### Quoted passage:

I'd like to start a discussion about team teaching.  With undergraduate music majors pulled in so many directions --- lessons, ensembles, theory, history, methods classes, etc. --- I've noticed that many of them, including those who excel, struggle to form constellations out of all of the stars.  They need continuous, explicit coaching in order to see that what they are learning in my courses is related to (informed by, applicable to, sometimes one and the same as) what they do in their other musical activities.  I'd imagine that many of my colleagues at other institutions face similar challenges.

Over the last few years, I've teamed up with some of my music colleagues outside of theory in order to build more concrete bridges between different curricular islands.  Some are in the form of entirely team-taught courses, such as a
performer and a theorist co-teaching a Performance and Analysis
seminar.  Others are more informal and one-off:  a
theorist visiting an orchestra rehearsal to bring aspects of a piece's
form to life, a cellist coming to a counterpoint course to provide a
performer's perspective on compound melody in Bach's solo suites, or a theorist
and a musicologist bending the usual order of undergraduate topics so
that students simultaneously explore the intricacies of sonata form and
engage with the history of the symphony.

### Exercise directions:
Please copy out the passage on team teaching in music word for word, from start to finish.

### Provided records:
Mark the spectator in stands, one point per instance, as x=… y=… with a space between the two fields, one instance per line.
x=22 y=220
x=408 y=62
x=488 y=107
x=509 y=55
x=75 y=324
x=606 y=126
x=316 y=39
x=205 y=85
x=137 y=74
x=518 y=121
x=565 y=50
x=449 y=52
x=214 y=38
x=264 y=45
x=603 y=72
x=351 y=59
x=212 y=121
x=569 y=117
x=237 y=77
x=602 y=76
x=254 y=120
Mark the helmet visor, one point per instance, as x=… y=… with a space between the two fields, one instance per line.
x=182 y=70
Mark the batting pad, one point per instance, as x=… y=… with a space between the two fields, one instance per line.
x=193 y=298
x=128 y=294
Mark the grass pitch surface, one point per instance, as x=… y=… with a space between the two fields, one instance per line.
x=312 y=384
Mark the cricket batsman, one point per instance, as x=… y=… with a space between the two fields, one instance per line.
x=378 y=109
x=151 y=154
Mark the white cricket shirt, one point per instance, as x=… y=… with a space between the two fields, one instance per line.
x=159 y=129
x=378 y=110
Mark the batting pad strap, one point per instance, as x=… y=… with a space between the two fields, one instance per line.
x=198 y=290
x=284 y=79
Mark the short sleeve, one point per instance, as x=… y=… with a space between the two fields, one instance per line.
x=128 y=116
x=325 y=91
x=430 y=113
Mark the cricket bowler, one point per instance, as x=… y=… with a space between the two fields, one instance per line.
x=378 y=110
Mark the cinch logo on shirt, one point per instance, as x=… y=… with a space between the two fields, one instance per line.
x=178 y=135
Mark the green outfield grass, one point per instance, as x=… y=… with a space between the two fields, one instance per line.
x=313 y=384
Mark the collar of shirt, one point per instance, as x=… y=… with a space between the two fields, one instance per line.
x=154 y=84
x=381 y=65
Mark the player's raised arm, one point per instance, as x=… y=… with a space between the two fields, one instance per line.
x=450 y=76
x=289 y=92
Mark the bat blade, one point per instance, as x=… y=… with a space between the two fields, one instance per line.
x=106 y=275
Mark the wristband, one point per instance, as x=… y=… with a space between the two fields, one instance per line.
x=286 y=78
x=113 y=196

### Result:
I'd like to start a discussion about team teaching.  With undergraduate music majors pulled in so many directions --- lessons, ensembles, theory, history, methods classes, etc. --- I've noticed that many of them, including those who excel, struggle to form constellations out of all of the stars.  They need continuous, explicit coaching in order to see that what they are learning in my courses is related to (informed by, applicable to, sometimes one and the same as) what they do in their other musical activities.  I'd imagine that many of my colleagues at other institutions face similar challenges.

Over the last few years, I've teamed up with some of my music colleagues outside of theory in order to build more concrete bridges between different curricular islands.  Some are in the form of entirely team-taught courses, such as a
performer and a theorist co-teaching a Performance and Analysis
seminar.  Others are more informal and one-off:  a
theorist visiting an orchestra rehearsal to bring aspects of a piece's
form to life, a cellist coming to a counterpoint course to provide a
performer's perspective on compound melody in Bach's solo suites, or a theorist
and a musicologist bending the usual order of undergraduate topics so
that students simultaneously explore the intricacies of sonata form and
engage with the history of the symphony.